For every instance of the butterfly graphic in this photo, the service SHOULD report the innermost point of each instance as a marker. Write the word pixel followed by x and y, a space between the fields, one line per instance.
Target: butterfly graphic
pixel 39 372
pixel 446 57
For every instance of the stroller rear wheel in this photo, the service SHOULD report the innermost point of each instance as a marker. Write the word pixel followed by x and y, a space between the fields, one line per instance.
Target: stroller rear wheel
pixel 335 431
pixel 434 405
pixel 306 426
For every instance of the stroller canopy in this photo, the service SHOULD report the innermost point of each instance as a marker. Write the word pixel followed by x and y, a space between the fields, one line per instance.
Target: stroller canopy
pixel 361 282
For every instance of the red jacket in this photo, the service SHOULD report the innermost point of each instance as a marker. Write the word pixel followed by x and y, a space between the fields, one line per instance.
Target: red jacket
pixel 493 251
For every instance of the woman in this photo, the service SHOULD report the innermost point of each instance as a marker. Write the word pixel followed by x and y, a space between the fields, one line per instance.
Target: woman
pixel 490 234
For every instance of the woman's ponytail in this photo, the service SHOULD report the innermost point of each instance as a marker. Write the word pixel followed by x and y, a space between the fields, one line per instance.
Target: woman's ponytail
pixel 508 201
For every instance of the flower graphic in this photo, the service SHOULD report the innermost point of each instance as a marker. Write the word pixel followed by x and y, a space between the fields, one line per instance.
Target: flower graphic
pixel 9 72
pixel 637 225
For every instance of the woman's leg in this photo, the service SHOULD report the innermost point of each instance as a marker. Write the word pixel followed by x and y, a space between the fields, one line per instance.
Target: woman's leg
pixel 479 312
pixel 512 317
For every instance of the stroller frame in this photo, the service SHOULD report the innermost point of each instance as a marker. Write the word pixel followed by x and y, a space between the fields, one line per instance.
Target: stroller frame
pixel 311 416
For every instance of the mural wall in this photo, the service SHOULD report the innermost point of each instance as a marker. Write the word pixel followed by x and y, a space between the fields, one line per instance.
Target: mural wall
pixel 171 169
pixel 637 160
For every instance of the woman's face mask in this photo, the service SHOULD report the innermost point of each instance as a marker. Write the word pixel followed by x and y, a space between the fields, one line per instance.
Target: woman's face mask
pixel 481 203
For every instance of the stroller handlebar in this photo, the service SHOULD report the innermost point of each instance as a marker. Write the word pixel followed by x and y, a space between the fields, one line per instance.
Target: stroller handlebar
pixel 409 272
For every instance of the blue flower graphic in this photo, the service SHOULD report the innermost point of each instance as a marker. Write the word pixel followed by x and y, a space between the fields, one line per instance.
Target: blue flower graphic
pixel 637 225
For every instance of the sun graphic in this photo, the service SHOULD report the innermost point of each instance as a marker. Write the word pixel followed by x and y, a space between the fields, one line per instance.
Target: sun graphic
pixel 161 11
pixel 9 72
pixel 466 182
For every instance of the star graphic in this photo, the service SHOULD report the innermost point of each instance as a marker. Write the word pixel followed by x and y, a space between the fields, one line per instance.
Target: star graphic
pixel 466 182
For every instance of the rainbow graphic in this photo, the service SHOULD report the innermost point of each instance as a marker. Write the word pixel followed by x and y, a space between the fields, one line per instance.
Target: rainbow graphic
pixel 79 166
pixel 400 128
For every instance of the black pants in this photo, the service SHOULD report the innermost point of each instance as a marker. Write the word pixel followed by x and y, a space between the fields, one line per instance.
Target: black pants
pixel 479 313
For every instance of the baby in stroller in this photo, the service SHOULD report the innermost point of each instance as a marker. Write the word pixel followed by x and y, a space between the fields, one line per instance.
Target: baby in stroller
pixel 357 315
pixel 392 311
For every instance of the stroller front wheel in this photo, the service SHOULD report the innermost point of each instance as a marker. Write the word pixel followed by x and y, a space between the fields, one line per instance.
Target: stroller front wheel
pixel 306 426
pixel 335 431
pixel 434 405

◇ ◇ ◇

## WHAT THE EXERCISE ASKS
Reproduce every item above, unchanged and in the same order.

## FINISHED EXERCISE
For every instance of the butterfly graphic in this photo, the service SHOULD report the innermost point of each instance as a marker. Write the word pixel followed by x and y, a space between the fields, one line per instance.
Target: butterfly graphic
pixel 39 372
pixel 446 57
For every instance of the stroller rear wheel in this photo, the service SHOULD report the innermost point of each instance as a marker. Write the word pixel followed by x and y, a space between the fields, one line per instance.
Target: stroller rear wheel
pixel 335 431
pixel 434 405
pixel 306 426
For every instance of the stroller canopy in this photo, the service SHOULD report the innermost point of each instance as a marker. Write the word pixel followed by x and y, a space between the fields, one line per instance.
Target: stroller canopy
pixel 361 282
For every instance of the red jacket in this photo, the service SHOULD report the innermost point of each instance as a marker. Write the word pixel followed by x and y, a space between the fields, one line per instance.
Target: red jacket
pixel 493 251
For every instance of the woman in this photo, the service SHOULD report the innermost point of each instance as a marker. Write the word pixel followed by x and y, a space between the fields, one line per instance.
Target: woman
pixel 490 234
For every instance of the woman's ponytail in this photo, the service SHOULD report the innermost point of each instance as a marker. Write the word pixel followed by x and y, a space between the fields, one line per instance.
Target: woman's ponytail
pixel 508 201
For every instance of the flower graphic in this photo, the service SHOULD report the innermost point of each instance as a marker. Write the word pixel followed by x and y, a space between the fields, one line per instance.
Target: flower graphic
pixel 9 72
pixel 637 225
For every instance of the woman's leg in this photo, the service SHOULD report the innermost point of each instance as a marker. Write the word pixel followed by x and y, a space between the fields, one line per instance.
Target: woman's leg
pixel 479 312
pixel 512 317
For every instance of the stroller frame in this photo, the service SHOULD report the innermost point of each instance as a marker. Write the word pixel followed by x and y, a space between the fields, one line per instance.
Target: stroller frame
pixel 311 416
For every instance of the mural wall in this photo, the service SHOULD report the innermost point of each instance as a marker. Write the word pixel followed by x and y, a space between the fields, one line per instance.
Target: mural wall
pixel 171 169
pixel 637 160
For every instance of the woman's face mask in this photo, the service SHOULD report the innermost point of each instance as a marker. Write the word pixel followed by x and y, a space between the fields, one line per instance.
Target: woman's face mask
pixel 481 203
For every instance of the stroller handlebar in this photo, the service SHOULD report the innermost point of each instance as a marker. Write the word pixel followed by x and y, a space between the fields, one line per instance.
Target: stroller handlebar
pixel 409 272
For every instance of the blue flower graphic in this photo, the service SHOULD report the innermost point of each instance as a marker. Write the word pixel followed by x and y, a space between the fields, one line per instance.
Target: blue flower graphic
pixel 637 225
For every instance of the sun graphic in this photo, the service SHOULD report the innermost point of each instance as a marker. Write the word pixel followed by x and y, a space between the fields, one line per instance.
Target: sun graphic
pixel 161 11
pixel 9 72
pixel 466 182
For every instance of the star graphic in this photo, the service SHOULD report the innermost point of each instance as a marker. Write the word pixel followed by x and y, a space between the fields, one line per instance.
Target: star graphic
pixel 466 182
For every instance of the rainbow graphic in this photo, the service SHOULD report the innermost point of each instance as a marker. Write the word pixel followed by x and y, a space between the fields, one line per instance.
Target: rainbow graphic
pixel 79 166
pixel 400 128
For every instance of the black pants in this photo, the service SHOULD report the innermost point of each instance as a marker. Write the word pixel followed by x and y, a space between the fields, one line per instance.
Target: black pants
pixel 479 313
For every instance of the baby in stroller in this photo, the service SHOULD report the innermost point of each instance as a marker. Write the word pixel followed by x and y, a space between the fields, one line per instance.
Target: baby in stroller
pixel 357 315
pixel 392 311
For every instance of the stroller front wheel in this photo, the service SHOULD report the innermost point of each instance as a marker. Write the word pixel followed by x and y, a space between the fields, one line per instance.
Target: stroller front wheel
pixel 306 426
pixel 335 431
pixel 434 405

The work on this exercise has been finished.